TASK GOAL: Look through the entries below and show every line containing the word "instance".

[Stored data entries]
[Start of section]

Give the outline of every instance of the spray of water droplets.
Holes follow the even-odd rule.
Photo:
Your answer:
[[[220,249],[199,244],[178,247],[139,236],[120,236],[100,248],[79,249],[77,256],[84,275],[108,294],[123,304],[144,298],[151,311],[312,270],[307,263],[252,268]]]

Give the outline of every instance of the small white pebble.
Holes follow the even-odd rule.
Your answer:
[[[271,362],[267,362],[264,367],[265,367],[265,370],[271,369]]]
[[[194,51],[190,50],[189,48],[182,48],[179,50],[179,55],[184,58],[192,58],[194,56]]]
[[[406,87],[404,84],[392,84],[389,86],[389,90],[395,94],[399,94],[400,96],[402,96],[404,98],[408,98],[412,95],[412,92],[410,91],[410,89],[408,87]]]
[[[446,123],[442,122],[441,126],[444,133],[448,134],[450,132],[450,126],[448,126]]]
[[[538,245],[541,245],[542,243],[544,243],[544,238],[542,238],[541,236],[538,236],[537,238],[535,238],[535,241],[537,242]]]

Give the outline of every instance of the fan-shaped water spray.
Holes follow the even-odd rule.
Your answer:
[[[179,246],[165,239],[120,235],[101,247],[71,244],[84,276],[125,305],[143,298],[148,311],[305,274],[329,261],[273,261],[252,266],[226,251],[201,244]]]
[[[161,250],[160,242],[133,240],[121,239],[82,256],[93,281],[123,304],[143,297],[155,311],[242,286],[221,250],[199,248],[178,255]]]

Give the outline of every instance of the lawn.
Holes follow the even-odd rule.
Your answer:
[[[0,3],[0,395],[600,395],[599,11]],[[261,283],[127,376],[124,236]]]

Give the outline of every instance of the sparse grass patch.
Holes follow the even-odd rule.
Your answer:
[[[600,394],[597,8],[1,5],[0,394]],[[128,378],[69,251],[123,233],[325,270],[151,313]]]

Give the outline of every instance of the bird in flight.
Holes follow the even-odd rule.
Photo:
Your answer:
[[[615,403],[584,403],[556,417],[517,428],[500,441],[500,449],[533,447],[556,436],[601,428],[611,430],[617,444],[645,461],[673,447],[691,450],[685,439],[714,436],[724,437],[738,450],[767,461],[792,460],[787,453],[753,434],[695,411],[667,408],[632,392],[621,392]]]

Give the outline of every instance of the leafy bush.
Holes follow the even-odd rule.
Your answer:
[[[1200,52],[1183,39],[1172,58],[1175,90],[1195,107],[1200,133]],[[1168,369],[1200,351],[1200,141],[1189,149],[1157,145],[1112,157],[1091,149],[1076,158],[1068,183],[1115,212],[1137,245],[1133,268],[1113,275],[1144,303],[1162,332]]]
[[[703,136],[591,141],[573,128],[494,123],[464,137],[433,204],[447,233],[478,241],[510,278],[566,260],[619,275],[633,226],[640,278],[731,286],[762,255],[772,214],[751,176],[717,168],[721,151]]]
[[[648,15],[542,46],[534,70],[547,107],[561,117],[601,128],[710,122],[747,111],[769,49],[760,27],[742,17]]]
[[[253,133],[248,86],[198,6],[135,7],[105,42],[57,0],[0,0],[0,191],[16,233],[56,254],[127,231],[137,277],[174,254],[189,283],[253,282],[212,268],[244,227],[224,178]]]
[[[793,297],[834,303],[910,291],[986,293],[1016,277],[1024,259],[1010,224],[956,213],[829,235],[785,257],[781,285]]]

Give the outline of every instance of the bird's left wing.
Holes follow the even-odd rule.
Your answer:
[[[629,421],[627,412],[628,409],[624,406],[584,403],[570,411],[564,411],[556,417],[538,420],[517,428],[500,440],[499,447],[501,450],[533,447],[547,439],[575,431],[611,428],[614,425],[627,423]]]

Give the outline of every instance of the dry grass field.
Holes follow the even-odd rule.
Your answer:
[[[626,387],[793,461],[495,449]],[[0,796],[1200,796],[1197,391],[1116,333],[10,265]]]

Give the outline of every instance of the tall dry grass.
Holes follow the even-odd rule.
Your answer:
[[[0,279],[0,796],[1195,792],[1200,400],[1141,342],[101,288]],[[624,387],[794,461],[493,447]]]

[End of section]

SOLVED PROBLEM:
Give the outline of every instance of the spray of water droplets.
Give the outline of every instance of the small white pebble.
Give the outline of every instance of the fan-shaped water spray.
Give the outline of every instance of the lawn.
Give the outline of every instance of the sparse grass patch.
Give the outline of every instance of the bird in flight.
Give the outline of every instance of the leafy bush.
Give the outline of every instance of the bird's left wing.
Give the outline of every instance of the dry grass field.
Give the outline of every instance of the tall dry grass.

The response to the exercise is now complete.